▸ TASK SET
- 1) In the cubing forum thread, rewrite the passage starting with "My dad can shoot" and going on through "his magical abilities!", replacing "1080p" with "4K".
- 2) List every user who appears as a dated post header in the cubing forum thread, naming each one once.
- 3) Answer these questions from the cubing forum thread:
(a) For how long can drewsopchak's dad shoot 1080p?
(b) Which site does HelpCube say would be best for sharing the clips?
(c) How many hours of 720p can James Cavanauh do?

▸ DOCUMENT SECTION

[Start]

I agree with Woner someone needs to try to have someone go around with a camera to good people and even normal speed people and record them or stuff is going to go unrecorded!


----------



## HelpCube (Aug 2, 2011)

Tall5001 said:


> I agree with Woner someone needs to try to have someone go around with a camera to good people and even normal speed people and record them or stuff is going to go unrecorded!


 
I'll be one of those people, but we need others too.


----------



## drewsopchak (Aug 2, 2011)

HelpCube said:


> Sweet!
> 
> So does any1 have a camera that can hold like 2 hours of HD footage?


 
My dad can shoot 1080p for a couple hours. 720 for at least five.



HelpCube said:


> Sweet!
> 
> So does any1 have a camera that can hold like 2 hours of HD footage?


 
lol i think u underestimate his magical abilities!



Sa967St said:


> Suggestion: upload them on youtube as an unlisted video then send him the URL so he can download it.


 
or a file sharing/hosting site


----------



## jrb (Aug 2, 2011)

This sounds like a really good idea.


----------



## HelpCube (Aug 2, 2011)

drewsopchak said:


> or a file sharing/hosting site


 
yeah, i think zshare would be the best cause then i can preview the clips before i dl them.


----------



## James Cavanauh (Aug 3, 2011)

I can do 2 hours of 720p. I think it shouldn't just be solves but the warm friendly part of the cubing community. I'd be happy to film some of that. And also, will you have helplube there?


----------

[End]

▸ EXTRACTED RECORDS
[Start]

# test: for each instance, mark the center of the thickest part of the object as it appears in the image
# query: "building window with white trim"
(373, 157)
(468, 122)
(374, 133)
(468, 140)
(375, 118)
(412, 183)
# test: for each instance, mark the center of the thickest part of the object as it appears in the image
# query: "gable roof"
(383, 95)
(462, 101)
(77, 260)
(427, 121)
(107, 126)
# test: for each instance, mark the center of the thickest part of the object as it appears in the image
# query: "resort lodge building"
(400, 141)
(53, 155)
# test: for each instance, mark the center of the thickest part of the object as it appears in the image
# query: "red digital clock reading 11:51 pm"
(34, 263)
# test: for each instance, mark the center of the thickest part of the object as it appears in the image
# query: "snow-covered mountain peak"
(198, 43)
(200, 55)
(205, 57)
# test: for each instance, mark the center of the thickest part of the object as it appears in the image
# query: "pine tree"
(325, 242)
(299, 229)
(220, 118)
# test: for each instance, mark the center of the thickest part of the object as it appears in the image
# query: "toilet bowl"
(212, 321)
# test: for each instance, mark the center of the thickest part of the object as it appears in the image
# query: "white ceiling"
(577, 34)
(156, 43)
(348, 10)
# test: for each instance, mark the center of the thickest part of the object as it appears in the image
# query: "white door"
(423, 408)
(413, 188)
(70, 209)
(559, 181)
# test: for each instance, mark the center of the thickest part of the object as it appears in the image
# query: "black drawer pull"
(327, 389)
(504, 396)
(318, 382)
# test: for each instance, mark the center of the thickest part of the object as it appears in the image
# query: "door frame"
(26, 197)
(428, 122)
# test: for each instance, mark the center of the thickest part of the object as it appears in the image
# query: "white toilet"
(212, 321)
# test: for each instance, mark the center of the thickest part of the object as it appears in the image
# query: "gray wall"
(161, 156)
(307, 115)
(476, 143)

[End]

▸ OUTPUTS FOR THE TASKS
- 1)
My dad can shoot 4K for a couple hours. 720 for at least five.



HelpCube said:


> Sweet!
> 
> So does any1 have a camera that can hold like 2 hours of HD footage?


 
lol i think u underestimate his magical abilities!

- 2)
HelpCube
drewsopchak
jrb
James Cavanauh

- 3)
(a) A couple hours
(b) zshare
(c) 2 hours